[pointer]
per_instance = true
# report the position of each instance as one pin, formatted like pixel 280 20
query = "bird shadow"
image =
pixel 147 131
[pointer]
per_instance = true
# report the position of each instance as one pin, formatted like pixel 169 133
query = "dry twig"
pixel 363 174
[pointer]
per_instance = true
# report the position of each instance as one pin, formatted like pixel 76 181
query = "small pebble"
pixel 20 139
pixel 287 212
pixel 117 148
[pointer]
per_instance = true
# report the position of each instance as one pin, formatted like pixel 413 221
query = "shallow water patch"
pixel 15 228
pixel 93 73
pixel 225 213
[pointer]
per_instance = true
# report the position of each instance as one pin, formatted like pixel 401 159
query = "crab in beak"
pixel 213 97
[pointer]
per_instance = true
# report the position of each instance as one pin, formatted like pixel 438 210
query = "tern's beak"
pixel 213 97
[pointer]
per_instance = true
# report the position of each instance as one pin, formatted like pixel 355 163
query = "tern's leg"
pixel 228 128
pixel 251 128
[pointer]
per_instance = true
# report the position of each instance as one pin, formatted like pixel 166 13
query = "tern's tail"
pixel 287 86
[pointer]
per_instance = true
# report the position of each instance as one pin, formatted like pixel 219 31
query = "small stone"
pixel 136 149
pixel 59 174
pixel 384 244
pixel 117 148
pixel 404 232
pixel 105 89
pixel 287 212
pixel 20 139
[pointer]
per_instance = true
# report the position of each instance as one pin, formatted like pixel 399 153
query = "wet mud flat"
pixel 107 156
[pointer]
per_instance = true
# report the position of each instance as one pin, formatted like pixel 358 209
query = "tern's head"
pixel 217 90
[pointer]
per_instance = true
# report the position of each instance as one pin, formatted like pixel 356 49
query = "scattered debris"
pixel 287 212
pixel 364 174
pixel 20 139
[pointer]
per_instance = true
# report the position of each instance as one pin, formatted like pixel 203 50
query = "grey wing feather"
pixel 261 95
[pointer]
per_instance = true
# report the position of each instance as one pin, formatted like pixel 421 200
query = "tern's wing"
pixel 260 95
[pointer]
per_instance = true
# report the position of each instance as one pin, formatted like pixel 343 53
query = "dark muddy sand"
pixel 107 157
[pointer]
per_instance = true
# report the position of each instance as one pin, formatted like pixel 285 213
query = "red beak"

★ ★ ★

### PROBLEM
Transcribe the material above in its entirety. Match it exactly.

### PROBLEM SOLUTION
[pointer]
per_instance = true
# report the position of each instance as one pin, formatted like pixel 280 20
query = "bird shadow"
image =
pixel 147 131
[pointer]
per_instance = true
# report the position of each instance as one pin, formatted like pixel 169 133
query = "dry twig"
pixel 363 174
[pointer]
per_instance = true
# report the position of each instance as one pin, formatted like pixel 76 181
query = "small pebble"
pixel 20 139
pixel 287 212
pixel 117 148
[pointer]
per_instance = true
# report the position of each instance as one pin, formatted like pixel 413 221
query = "shallow water patch"
pixel 15 228
pixel 93 73
pixel 225 213
[pointer]
per_instance = true
# report the position of each instance as one pin, formatted like pixel 401 159
query = "crab in beak"
pixel 213 97
[pointer]
per_instance = true
# report the position of each instance as one pin, formatted like pixel 438 210
query = "tern's beak"
pixel 213 97
[pointer]
per_instance = true
# report the position of each instance as one pin, formatted like pixel 355 163
query = "tern's leg"
pixel 228 128
pixel 251 128
[pointer]
per_instance = true
# report the position of each instance as one pin, formatted like pixel 166 13
query = "tern's tail"
pixel 287 86
[pointer]
per_instance = true
# report the position of each instance as one pin, formatted like pixel 219 31
query = "small stone"
pixel 136 149
pixel 59 174
pixel 384 244
pixel 117 148
pixel 404 232
pixel 105 89
pixel 287 212
pixel 20 139
[pointer]
per_instance = true
# report the position of each instance as one pin, formatted like pixel 399 153
query = "wet mud flat"
pixel 107 156
[pointer]
per_instance = true
# report the position of each instance as one pin, formatted like pixel 358 209
query = "tern's head"
pixel 217 90
[pointer]
per_instance = true
# report the position of each instance as one pin, formatted like pixel 356 49
query = "scattered debris"
pixel 287 212
pixel 364 174
pixel 20 139
[pointer]
per_instance = true
# report the position of each instance as one pin, formatted like pixel 203 50
query = "grey wing feather"
pixel 261 95
[pointer]
per_instance = true
# report the position of each instance as one pin, formatted like pixel 421 200
query = "tern's wing"
pixel 260 95
[pointer]
per_instance = true
# report the position of each instance as one pin, formatted like pixel 343 53
query = "dark muddy sand"
pixel 107 157
[pointer]
per_instance = true
# report the position of each instance as one pin, formatted like pixel 285 213
query = "red beak"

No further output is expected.